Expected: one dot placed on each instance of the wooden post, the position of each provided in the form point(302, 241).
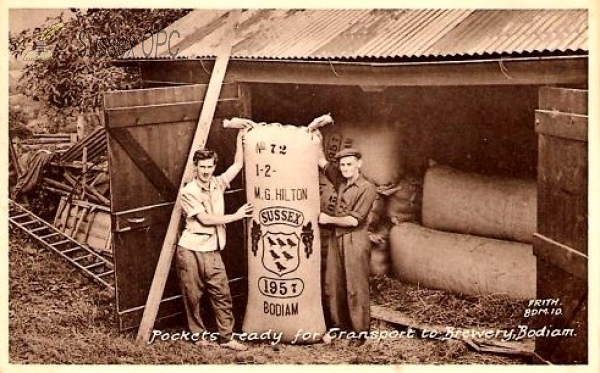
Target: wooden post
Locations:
point(206, 116)
point(13, 157)
point(84, 173)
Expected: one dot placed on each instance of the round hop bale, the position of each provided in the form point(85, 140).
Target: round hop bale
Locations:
point(487, 206)
point(284, 257)
point(461, 263)
point(404, 201)
point(377, 211)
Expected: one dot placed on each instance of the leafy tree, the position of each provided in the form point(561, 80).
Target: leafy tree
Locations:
point(81, 68)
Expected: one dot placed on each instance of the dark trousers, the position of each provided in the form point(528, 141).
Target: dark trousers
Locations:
point(347, 283)
point(201, 272)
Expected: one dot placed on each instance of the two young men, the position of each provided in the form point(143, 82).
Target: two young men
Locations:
point(199, 262)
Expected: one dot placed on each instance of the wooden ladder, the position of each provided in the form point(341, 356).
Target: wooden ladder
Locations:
point(86, 260)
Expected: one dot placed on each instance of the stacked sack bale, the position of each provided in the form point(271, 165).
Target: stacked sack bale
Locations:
point(475, 236)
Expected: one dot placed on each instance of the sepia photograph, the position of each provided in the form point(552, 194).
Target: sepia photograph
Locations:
point(314, 186)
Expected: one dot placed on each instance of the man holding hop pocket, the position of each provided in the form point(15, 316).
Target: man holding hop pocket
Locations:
point(198, 259)
point(349, 248)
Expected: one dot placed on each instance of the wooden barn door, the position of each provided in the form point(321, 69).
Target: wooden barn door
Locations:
point(150, 132)
point(561, 244)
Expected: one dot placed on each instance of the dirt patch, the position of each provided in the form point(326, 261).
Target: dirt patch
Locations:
point(58, 316)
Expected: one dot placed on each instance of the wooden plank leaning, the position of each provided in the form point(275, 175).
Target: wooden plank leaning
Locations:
point(206, 116)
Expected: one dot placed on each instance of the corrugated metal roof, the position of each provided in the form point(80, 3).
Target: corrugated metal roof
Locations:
point(371, 34)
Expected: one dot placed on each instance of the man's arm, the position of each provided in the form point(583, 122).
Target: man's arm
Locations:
point(212, 219)
point(342, 221)
point(238, 161)
point(358, 214)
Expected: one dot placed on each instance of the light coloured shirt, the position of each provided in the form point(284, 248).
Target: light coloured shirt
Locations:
point(196, 199)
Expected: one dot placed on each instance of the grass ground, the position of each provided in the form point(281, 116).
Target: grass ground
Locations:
point(57, 316)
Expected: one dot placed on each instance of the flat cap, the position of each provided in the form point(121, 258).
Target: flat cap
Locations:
point(348, 152)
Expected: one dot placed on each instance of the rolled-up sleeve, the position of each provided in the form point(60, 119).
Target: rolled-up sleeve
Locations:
point(363, 204)
point(192, 205)
point(332, 173)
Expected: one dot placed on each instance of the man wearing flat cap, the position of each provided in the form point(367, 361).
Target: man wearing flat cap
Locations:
point(348, 255)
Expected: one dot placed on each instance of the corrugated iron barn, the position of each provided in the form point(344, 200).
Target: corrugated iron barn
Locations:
point(460, 87)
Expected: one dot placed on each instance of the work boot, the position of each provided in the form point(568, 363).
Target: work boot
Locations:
point(234, 345)
point(205, 343)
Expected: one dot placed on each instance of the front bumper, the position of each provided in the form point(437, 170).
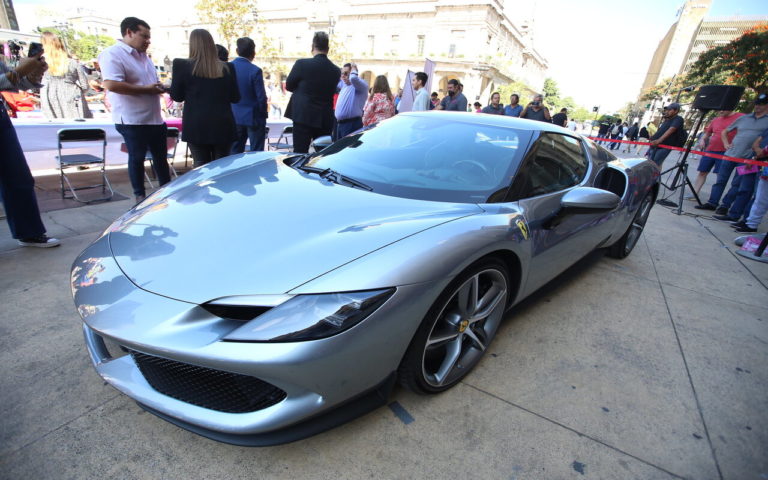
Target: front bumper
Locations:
point(316, 376)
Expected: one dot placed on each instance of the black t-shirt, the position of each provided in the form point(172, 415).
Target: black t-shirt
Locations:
point(560, 119)
point(674, 139)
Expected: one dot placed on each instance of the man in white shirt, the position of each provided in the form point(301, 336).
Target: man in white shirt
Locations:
point(421, 99)
point(134, 90)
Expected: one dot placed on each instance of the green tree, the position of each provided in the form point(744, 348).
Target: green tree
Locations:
point(580, 114)
point(83, 47)
point(520, 88)
point(743, 61)
point(269, 54)
point(233, 18)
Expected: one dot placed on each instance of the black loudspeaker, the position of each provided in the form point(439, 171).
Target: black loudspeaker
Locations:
point(717, 97)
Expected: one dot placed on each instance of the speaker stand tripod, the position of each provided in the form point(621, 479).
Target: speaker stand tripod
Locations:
point(680, 180)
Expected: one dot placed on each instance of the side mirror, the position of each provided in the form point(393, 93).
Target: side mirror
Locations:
point(321, 142)
point(589, 198)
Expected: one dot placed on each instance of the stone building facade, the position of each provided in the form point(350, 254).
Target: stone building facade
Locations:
point(474, 41)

# # # #

- What needs to be done:
Update the rows from the line containing "Expected: one dot placed on each instance of the stone" through the end of the rows, replacing "stone building facade" with "brick building facade" and leaving everything else unchanged.

- Answer:
Expected: one dot placed on each instance of the brick building facade, the position of each provided in the form point(350, 254).
Target: brick building facade
Locations:
point(474, 41)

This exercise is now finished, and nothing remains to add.